Détails de l'exercice:
Répondez s'il vous plaît à ces questions sur l'extrait :
1. Dans quelle ville, dans quel lieu et à quelle date la première séance racontée a-t-elle eu lieu ?
2. Depuis combien d'années le piano n'avait-il pas été touché avant cette séance ?
3. En quel mois et dans quelle ville se tiennent les Journées du cinéma muet ?

Collectionner et restaurer des films n’a guère de sens si ce n’est pour partager les œuvres avec le public. Alors, très simplement, nous avons répondu à l’appel d’une salle qui voulait passer des courts métrages de patrimoine (muets, avec piano) en proposant un programme de films restaurés par nos soins ; malheureusement, quelques minutes avant le début du spectacle, le pianiste s’est fait porter pâle. Je me suis donc mis au piano que je n’avais pas touché depuis 15 ans, et entre les films, pour faire pardonner mon piètre accompagnement, je me levais et racontais tel un bonimenteur comment le film avait été retrouvé, restauré, et je replaçais l’œuvre dans son contexte. Et comme j’aime raconter des histoires, et que le public (de tous âges et de tous horizons) adore les « il était une fois », cela a pris immédiatement ; c’était à Paris au Passage du Nord-Ouest, un ancien cinéma, en novembre 1992. Mon dieu : près de 30 ans déjà…
Avez-vous une présence particulière aux Journées du cinéma muet, manifestation qui se tient chaque année en octobre à Pordenone dans la Région Frioul-Vénétie Julienne ?

(Items d'identification de lieux)

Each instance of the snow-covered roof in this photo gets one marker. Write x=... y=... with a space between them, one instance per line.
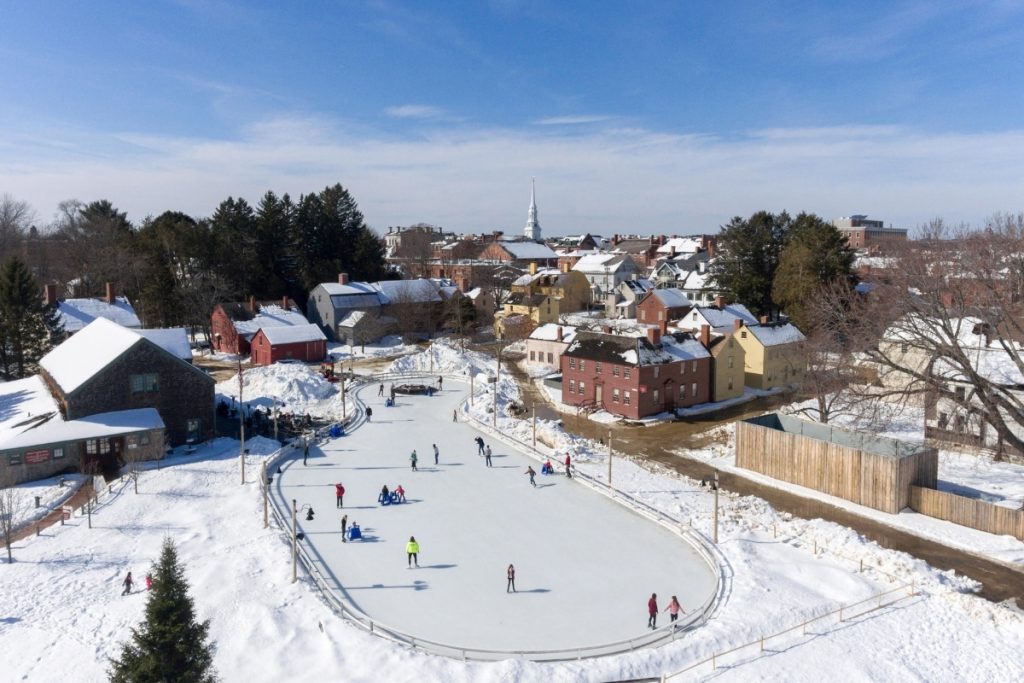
x=269 y=316
x=294 y=334
x=76 y=313
x=671 y=298
x=524 y=250
x=58 y=430
x=408 y=291
x=24 y=403
x=549 y=332
x=775 y=335
x=172 y=340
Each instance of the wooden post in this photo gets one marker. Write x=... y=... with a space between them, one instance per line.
x=295 y=543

La réponse:
1. À Paris, au Passage du Nord-Ouest, en novembre 1992.
2. Depuis 15 ans.
3. En octobre, à Pordenone.